American college basketball season

The 2007–08 Saint Mary's Gaels men's basketball team represented Saint Mary's College of California in the 2007–08 college basketball season, coached by Randy Bennett for the 7th consecutive year. The Gaels competed in the West Coast Conference and played their home games at the McKeon Pavilion. They finished conference play with a record of 12-2 to place second. They reached the semifinal round of the 2008 West Coast Conference men's basketball tournament, but received an at-large bid to the 2008 NCAA Division I men's basketball tournament where they entered as the No. 10 seed South Region. The Gaels were beaten by No. 7 seed Miami (FL) in the opening round to end their season 25-7.

────────

* [Problem description]
Set down the part of the basketball season text starting with "American college basketball" and going on through "their season 25-7.", word for word.

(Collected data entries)

────────

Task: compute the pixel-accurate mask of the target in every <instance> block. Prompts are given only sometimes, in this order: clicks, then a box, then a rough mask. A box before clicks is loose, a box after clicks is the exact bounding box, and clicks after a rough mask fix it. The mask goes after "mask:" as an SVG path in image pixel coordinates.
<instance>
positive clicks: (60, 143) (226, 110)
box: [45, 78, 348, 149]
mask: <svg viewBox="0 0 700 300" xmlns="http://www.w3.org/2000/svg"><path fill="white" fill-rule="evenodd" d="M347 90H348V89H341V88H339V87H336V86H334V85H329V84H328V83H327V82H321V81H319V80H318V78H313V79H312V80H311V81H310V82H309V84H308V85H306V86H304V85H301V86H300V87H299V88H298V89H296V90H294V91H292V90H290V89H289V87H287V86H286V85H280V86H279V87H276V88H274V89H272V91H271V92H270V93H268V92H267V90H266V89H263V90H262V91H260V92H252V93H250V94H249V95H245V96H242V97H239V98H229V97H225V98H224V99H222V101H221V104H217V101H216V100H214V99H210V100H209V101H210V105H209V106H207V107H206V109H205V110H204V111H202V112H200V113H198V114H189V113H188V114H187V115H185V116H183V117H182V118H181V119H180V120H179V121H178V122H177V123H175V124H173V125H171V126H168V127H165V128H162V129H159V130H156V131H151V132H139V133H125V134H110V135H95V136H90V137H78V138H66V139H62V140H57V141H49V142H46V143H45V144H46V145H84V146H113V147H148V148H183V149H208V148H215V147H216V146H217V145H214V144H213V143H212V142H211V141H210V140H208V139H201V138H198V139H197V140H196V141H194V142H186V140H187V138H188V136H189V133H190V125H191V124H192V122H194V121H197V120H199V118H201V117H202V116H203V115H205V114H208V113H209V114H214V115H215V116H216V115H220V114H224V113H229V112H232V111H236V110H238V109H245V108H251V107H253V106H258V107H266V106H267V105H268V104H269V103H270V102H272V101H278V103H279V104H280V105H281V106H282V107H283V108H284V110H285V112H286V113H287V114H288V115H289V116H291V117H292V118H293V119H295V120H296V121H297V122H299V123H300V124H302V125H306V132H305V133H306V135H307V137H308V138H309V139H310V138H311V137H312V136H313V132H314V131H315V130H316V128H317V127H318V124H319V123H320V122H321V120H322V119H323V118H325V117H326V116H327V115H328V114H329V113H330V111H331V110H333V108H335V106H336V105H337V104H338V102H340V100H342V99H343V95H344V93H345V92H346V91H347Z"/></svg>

────────

* [Output for this exercise]
American college basketball season

The 2007–08 Saint Mary's Gaels men's basketball team represented Saint Mary's College of California in the 2007–08 college basketball season, coached by Randy Bennett for the 7th consecutive year. The Gaels competed in the West Coast Conference and played their home games at the McKeon Pavilion. They finished conference play with a record of 12-2 to place second. They reached the semifinal round of the 2008 West Coast Conference men's basketball tournament, but received an at-large bid to the 2008 NCAA Division I men's basketball tournament where they entered as the No. 10 seed South Region. The Gaels were beaten by No. 7 seed Miami (FL) in the opening round to end their season 25-7.